> [STATED EXERCISE 1]: Please extract the passage of the cube root solution starting with "Step by step" and going on through "it is a cube root of 1.", copying it word for word.
> [STATED EXERCISE 2]: What does the cube root solution say it means for a number to be a cube root of 1?

Show that \\[ \frac{-1+\sqrt{3} i}{2} \\] is a cube root of 1 (meaning that its cube equals 1 ).

Short Answer

Expert verified
Computing the cube of the given complex number \((\frac{-1+\sqrt{3}i}{2})^3\) and simplifying the result, we find that it equals 1. Therefore, \(\frac{-1+\sqrt{3}i}{2}\) is a cube root of 1.

Step by step solution

01

Write down the complex number we want to check

We are given the complex number \(\frac{-1+\sqrt{3}i}{2}\), and we want to compute its cube to check if it is a cube root of 1.

> [INFORMATION SUPPLIED]:
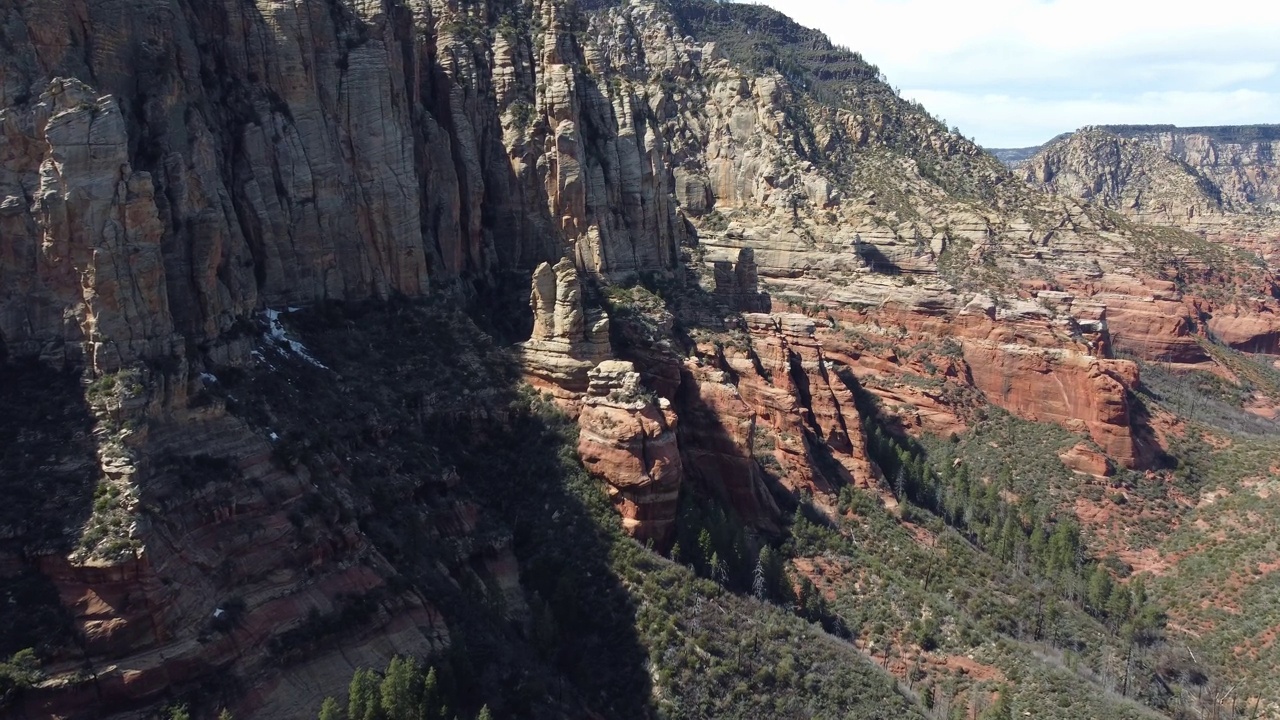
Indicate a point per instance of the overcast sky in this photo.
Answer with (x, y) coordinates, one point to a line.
(1014, 73)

> [COMPLETE ANSWER 1]:
Step by step solution

01

Write down the complex number we want to check

We are given the complex number \(\frac{-1+\sqrt{3}i}{2}\), and we want to compute its cube to check if it is a cube root of 1.

> [COMPLETE ANSWER 2]: Its cube equals 1.